WHAT TO DO:
Reproduce each of the items below word for word, keeping every line unchanged.
--- --- ---
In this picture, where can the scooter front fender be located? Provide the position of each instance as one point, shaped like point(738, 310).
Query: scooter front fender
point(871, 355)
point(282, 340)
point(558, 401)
--- --- ---
EXERCISE ANSWER:
In this picture, where can the scooter front fender be located? Provide the position of each instance as one point, shaped like point(738, 310).
Query: scooter front fender
point(871, 355)
point(282, 340)
point(558, 401)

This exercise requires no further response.